* **DOCUMENT PASSAGE**:
···
Editorial✍ Hindu Edi Polity & Governance Prelims cum Mains

The basics are vital

Poor state of primary health care

  • Today, the condition of our primary health infrastructure is lamentable:
    • Short in numbers: There is a shortage of PHCs (22%) and sub-health centres (20%). There is also a huge shortage of medical and paramedical staff at all levels of care, including doctors and auxiliary nurse midwives.
    • Short in quality: Only 7% sub-health centres and 12% primary health centres meet Indian Public Health Standards (IPHS) norms.
    • Short in infrastructure: Further, numerous primary-level facilities operate out of rented apartments and thatched accommodations, and lack basic facilities such as toilets, drinking water and electricity.

 

Low expenditure on primary health care

  1. National Health Mission for primary health care:
  • National Health Mission (NHM) is India’s flagship programme in primary health care.

Lack of sufficient funding:

  • NHM’s share in the health budget fell from 73% in 2006 to 50% in 2019 in the absence of uniform and substantial increases in health spending by States.
  • The Ministry of Finance, in August 2018, projected a 17% increase in allocation for the NHM in 2019-20. However, there has only been only an increase of 3.4% this year.
  • With this, the NHM budget for this year (Rs. 31,745 crore) is about the same as the actual spending on the programme in 2017-18.
  1. Health and wellness centres for primary health care:
  • The Ayushman Bharat scheme of the union government proposed to transform 1.5 lakh sub-health centres into health and wellness centres by 2022.
  • These health and wellness centres would provide a wider range of primary care services than existing sub- and primary health centres (PHC).
  • As per 2017 estimates, it would cost Rs. 16 lakh to convert a sub-health centre into a health and wellness centre.

Meeting the target of their creation not possible at current rate:

  • Building health and wellness centres at the given rate (15,000 per year) can fulfil not even half the proposed target of 1.5 lakh health and wellness centres till 2022.

Funding also shows this is not a priority:

  • In 2018, only an outlay of Rs. 1,200 crore was made for these health and wellness centres.
  • This year, the outlay is Rs. 1,600 crore (a 33% increase) clubbed under the National Health Mission (NHM) budget.
  • The current outlay is less than half the conservative estimate even to build the health and wellness centres at a low rate per year.

 

Government focussing on hospitalization costs (through PMJAY):

  • The union government is committing more resources to increasing access to hospitalisation care, predominantly through private players.
  • This reflects in the 167% increase in allocation this year for the PMJAY, and the government’s recent steps to incentivise the private sector to open hospitals in Tier II and Tier III cities.
···
* **INFORMATION SHOWN**:
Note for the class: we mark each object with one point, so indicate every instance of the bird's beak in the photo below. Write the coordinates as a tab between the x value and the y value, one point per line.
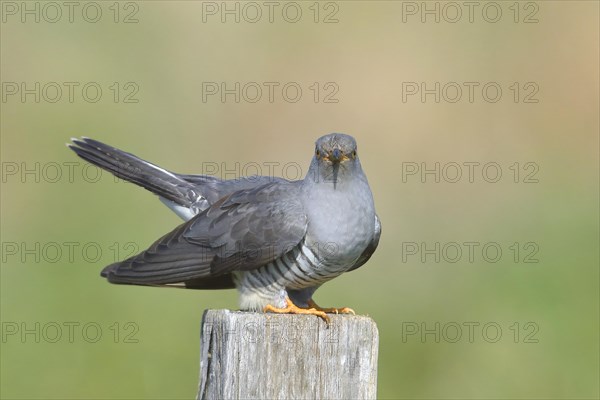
336	156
···
* **WORK REQUEST 1**: In the primary health care editorial, what percentage of primary health centres meet Indian Public Health Standards (IPHS) norms?
* **WORK REQUEST 2**: Return the portion of the primary health care editorial between "Poor state of" and "primary health care.", inclusive, copied word for word.

* **TASK SOLUTION 1**: 12%

* **TASK SOLUTION 2**:
Poor state of primary health care

  • Today, the condition of our primary health infrastructure is lamentable:
    • Short in numbers: There is a shortage of PHCs (22%) and sub-health centres (20%). There is also a huge shortage of medical and paramedical staff at all levels of care, including doctors and auxiliary nurse midwives.
    • Short in quality: Only 7% sub-health centres and 12% primary health centres meet Indian Public Health Standards (IPHS) norms.
    • Short in infrastructure: Further, numerous primary-level facilities operate out of rented apartments and thatched accommodations, and lack basic facilities such as toilets, drinking water and electricity.

 

Low expenditure on primary health care

  1. National Health Mission for primary health care:
  • National Health Mission (NHM) is India’s flagship programme in primary health care.